- **EXERCISE DIRECTIONS**
Begin at the line that holds "Reviewer note: every instance of the stone finial" and copy each line exactly until the data below ends, including that last line but no pictures.

[A block of data]
start
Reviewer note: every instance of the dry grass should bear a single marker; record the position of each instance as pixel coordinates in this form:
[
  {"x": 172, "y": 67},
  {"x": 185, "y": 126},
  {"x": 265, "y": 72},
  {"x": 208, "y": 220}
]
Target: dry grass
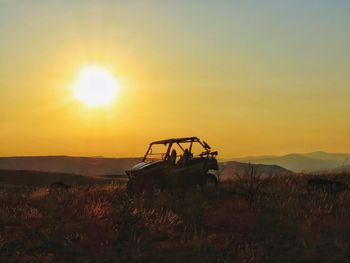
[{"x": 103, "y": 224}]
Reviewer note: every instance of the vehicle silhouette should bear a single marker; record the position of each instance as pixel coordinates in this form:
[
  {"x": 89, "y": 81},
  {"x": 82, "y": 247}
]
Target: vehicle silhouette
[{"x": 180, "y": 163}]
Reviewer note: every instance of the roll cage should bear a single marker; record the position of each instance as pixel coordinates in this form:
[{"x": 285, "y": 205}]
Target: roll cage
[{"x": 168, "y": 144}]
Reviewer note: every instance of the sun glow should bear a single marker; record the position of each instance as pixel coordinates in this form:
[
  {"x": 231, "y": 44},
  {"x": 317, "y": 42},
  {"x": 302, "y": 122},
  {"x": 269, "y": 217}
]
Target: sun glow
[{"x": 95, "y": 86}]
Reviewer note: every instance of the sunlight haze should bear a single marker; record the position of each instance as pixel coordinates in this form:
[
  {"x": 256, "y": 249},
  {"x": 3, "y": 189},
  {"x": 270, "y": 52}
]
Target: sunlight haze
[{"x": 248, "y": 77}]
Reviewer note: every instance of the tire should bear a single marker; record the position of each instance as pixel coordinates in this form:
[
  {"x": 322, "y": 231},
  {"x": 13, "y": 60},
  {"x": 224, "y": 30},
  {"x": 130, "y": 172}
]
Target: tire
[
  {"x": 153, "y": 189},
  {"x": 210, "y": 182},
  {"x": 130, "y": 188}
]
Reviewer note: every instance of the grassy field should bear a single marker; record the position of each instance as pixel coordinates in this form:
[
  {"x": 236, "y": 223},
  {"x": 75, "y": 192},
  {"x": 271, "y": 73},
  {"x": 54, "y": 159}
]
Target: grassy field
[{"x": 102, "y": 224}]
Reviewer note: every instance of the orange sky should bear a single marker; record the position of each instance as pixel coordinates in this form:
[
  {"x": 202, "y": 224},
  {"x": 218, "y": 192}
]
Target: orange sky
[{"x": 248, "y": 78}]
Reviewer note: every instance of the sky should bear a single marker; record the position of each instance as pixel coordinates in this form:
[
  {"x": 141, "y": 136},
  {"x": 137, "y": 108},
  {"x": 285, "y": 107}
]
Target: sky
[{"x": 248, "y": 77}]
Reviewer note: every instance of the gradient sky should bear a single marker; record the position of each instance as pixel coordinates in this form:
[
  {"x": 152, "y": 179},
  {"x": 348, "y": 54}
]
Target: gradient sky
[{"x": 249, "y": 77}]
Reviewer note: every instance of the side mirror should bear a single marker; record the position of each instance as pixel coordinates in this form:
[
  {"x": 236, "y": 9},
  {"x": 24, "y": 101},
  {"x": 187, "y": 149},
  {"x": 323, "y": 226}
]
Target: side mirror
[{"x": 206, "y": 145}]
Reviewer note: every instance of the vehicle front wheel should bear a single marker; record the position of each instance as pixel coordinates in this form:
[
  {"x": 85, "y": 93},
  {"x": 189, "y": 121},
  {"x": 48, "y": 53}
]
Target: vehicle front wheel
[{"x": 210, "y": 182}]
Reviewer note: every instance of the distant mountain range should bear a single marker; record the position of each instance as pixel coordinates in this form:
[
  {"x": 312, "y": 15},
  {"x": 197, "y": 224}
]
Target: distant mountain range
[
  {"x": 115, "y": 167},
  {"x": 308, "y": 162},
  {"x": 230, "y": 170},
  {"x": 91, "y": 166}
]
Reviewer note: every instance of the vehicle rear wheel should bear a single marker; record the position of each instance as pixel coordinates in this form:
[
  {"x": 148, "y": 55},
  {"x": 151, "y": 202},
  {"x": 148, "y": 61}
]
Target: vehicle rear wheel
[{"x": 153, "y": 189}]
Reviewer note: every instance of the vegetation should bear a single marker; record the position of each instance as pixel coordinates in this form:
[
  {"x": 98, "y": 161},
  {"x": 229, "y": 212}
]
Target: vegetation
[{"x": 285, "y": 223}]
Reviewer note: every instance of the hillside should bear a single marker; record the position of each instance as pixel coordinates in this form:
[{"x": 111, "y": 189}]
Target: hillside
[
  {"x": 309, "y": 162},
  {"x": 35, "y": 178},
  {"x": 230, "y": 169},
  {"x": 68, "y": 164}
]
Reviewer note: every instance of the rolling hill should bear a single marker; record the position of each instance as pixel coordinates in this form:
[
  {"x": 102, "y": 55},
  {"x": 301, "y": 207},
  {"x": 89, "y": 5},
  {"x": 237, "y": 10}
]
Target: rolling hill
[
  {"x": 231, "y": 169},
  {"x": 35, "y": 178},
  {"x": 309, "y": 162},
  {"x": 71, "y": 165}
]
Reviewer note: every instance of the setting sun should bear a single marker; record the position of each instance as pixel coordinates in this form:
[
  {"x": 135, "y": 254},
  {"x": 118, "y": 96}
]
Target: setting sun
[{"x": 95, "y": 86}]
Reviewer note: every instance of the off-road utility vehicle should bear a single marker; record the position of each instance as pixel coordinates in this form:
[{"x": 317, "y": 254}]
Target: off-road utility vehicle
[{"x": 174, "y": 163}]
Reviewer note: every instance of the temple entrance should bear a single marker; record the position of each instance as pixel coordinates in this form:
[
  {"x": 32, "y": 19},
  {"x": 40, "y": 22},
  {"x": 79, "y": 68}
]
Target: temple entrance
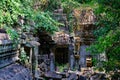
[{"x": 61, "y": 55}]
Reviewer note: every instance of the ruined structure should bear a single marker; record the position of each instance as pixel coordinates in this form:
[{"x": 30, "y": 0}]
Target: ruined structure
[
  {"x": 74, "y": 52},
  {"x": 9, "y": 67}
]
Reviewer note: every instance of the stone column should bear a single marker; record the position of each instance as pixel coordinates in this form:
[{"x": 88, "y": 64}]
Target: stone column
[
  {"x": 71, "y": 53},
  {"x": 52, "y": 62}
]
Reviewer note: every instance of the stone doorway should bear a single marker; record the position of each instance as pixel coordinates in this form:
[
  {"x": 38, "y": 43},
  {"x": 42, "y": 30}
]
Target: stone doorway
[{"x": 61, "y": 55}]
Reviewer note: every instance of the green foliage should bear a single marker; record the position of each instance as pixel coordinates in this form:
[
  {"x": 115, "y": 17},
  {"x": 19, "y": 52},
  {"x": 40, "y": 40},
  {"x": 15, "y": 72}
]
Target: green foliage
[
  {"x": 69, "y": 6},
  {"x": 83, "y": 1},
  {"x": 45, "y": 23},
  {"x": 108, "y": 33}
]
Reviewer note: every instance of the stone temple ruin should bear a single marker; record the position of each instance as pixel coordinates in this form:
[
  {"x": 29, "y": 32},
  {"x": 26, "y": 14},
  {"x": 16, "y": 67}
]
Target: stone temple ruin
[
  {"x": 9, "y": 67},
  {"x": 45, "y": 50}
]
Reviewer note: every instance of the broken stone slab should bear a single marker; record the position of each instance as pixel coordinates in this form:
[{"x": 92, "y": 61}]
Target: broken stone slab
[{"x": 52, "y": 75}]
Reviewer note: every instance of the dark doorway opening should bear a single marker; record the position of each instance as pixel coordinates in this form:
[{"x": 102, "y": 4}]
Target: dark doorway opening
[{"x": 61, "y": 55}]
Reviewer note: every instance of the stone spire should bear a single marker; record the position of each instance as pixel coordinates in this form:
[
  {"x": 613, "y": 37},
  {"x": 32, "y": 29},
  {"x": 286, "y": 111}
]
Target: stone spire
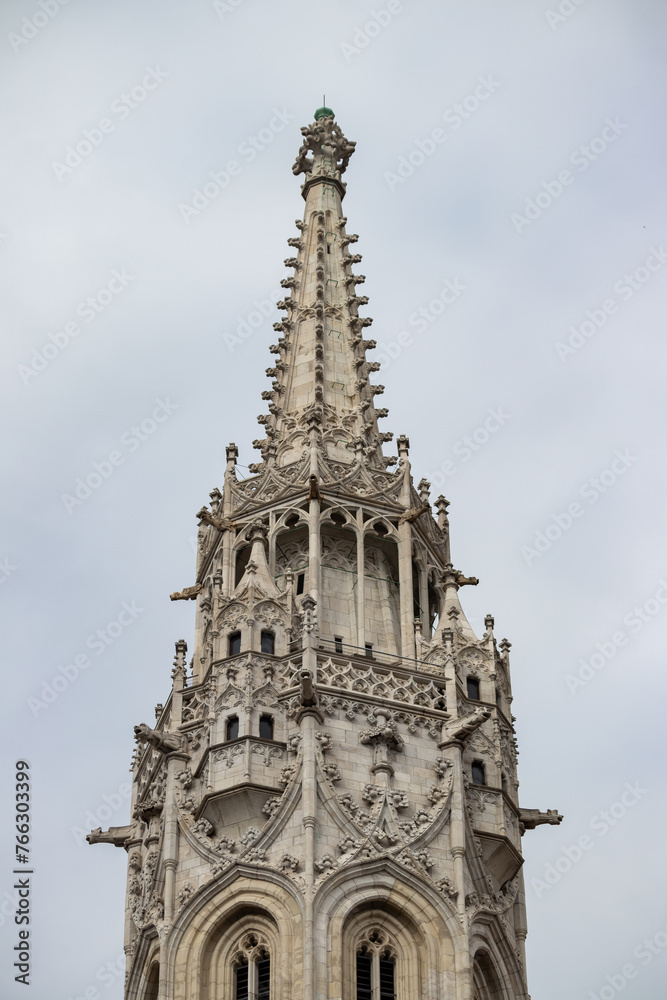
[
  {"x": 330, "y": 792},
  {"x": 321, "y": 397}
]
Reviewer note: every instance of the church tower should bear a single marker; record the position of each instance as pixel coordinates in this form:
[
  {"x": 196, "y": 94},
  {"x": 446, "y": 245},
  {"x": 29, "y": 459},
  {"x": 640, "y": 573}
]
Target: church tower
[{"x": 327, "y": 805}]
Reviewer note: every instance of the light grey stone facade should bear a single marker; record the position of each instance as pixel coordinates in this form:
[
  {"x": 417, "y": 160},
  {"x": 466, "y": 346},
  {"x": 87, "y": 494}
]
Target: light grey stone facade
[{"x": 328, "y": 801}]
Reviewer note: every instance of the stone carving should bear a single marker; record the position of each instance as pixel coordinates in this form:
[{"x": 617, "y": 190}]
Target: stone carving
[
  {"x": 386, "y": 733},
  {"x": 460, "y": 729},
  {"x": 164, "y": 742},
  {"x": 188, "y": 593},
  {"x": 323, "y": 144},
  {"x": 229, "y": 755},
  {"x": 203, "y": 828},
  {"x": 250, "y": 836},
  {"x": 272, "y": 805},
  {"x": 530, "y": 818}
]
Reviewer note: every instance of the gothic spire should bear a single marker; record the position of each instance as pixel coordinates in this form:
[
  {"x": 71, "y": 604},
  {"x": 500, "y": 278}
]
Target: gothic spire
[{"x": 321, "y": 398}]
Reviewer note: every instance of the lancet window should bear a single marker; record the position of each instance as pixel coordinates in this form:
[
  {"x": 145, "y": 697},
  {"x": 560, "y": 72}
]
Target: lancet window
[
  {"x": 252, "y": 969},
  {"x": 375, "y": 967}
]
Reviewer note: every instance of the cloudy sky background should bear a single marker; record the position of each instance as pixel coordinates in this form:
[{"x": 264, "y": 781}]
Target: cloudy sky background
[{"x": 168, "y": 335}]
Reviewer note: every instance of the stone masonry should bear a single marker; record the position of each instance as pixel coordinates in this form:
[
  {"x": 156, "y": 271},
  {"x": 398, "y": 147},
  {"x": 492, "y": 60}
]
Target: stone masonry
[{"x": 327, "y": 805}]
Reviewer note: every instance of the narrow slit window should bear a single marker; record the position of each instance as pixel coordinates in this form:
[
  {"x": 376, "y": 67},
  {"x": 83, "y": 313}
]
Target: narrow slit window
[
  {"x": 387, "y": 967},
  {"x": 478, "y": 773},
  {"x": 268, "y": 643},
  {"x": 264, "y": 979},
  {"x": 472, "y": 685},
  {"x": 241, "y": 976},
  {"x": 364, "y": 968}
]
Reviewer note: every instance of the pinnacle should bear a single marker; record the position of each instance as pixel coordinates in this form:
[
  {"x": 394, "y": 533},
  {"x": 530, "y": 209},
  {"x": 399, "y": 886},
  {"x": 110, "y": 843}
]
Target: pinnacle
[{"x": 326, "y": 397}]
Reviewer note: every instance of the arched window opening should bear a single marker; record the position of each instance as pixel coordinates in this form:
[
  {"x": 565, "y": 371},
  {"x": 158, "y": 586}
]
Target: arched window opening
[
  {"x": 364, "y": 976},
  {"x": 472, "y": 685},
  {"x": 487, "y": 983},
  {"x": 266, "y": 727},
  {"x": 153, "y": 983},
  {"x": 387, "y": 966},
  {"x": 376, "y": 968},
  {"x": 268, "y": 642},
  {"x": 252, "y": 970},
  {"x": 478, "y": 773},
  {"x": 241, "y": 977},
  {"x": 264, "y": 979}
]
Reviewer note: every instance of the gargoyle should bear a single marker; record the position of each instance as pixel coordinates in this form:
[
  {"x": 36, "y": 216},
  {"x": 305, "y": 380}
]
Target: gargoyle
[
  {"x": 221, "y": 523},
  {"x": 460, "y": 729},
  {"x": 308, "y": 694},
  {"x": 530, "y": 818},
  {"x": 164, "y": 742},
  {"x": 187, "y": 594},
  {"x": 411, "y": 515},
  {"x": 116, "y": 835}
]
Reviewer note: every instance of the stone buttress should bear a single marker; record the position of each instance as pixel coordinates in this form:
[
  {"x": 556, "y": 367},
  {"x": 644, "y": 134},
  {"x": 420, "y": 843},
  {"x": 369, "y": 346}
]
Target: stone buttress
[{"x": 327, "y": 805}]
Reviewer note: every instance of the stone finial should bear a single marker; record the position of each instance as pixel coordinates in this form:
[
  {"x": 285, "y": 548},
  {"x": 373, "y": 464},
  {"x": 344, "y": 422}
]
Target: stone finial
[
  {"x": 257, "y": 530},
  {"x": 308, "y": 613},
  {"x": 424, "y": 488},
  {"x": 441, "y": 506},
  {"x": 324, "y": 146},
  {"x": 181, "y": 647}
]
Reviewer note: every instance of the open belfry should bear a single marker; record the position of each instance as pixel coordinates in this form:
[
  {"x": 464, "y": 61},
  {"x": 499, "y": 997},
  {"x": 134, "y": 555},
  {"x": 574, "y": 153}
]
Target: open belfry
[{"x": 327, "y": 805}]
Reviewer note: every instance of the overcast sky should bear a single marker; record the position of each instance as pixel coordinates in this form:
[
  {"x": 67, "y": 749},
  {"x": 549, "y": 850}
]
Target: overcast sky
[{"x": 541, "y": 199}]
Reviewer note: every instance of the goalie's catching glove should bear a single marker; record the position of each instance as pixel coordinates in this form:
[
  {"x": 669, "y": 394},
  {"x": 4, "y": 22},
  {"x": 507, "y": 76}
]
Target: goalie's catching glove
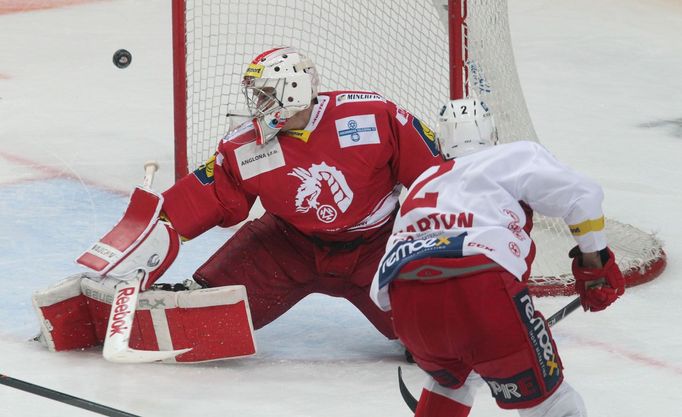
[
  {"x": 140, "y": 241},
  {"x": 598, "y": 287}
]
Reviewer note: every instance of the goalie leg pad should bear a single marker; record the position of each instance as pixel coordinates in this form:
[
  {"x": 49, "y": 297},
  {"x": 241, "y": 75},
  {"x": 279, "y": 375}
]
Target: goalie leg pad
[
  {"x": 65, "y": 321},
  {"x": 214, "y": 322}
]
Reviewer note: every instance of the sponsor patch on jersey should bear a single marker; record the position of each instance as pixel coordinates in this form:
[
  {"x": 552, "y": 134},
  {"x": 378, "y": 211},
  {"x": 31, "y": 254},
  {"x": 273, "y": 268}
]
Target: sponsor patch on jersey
end
- **TASK SOLUTION**
Reviewer note: every instance of the stone finial should bear a single marker; record the position of each instance as pixel coordinates in this form:
[
  {"x": 285, "y": 548},
  {"x": 373, "y": 464},
  {"x": 344, "y": 422}
]
Target: stone finial
[
  {"x": 257, "y": 530},
  {"x": 308, "y": 613},
  {"x": 424, "y": 488},
  {"x": 441, "y": 506},
  {"x": 324, "y": 146},
  {"x": 181, "y": 647}
]
Reviewer note: every instance of the open belfry should bear a single marker; record the position of each instance as pixel coordinates in this form:
[
  {"x": 464, "y": 61},
  {"x": 499, "y": 997},
  {"x": 134, "y": 555},
  {"x": 574, "y": 153}
]
Target: open belfry
[{"x": 327, "y": 805}]
Reviewer note: every instance of the overcast sky should bear a single marker; record the position of each instance as pixel coordinates in this form:
[
  {"x": 67, "y": 749},
  {"x": 549, "y": 850}
]
Target: overcast sky
[{"x": 541, "y": 199}]
Reviewer note: every instance of the goalie's catching glove should bear a single marker; record the position of each instance as pixel coordinates in this form:
[
  {"x": 669, "y": 394},
  {"x": 4, "y": 22},
  {"x": 507, "y": 76}
]
Target: goalie's catching glove
[
  {"x": 140, "y": 241},
  {"x": 598, "y": 287}
]
Reviewer note: every instance of the goalie leg pad should bear a single marker; record the position of each instance as pixel coordinates in this form:
[
  {"x": 49, "y": 297},
  {"x": 241, "y": 75},
  {"x": 279, "y": 375}
]
Target: goalie leg pad
[
  {"x": 65, "y": 321},
  {"x": 214, "y": 322}
]
Reviewer note: every instance of the sponsor patch on jersey should bear a single marker; record the position of each instance as pixel coordinates in this form:
[
  {"x": 552, "y": 134},
  {"x": 378, "y": 211},
  {"x": 31, "y": 254},
  {"x": 273, "y": 268}
]
Target: sponsor patch on jersey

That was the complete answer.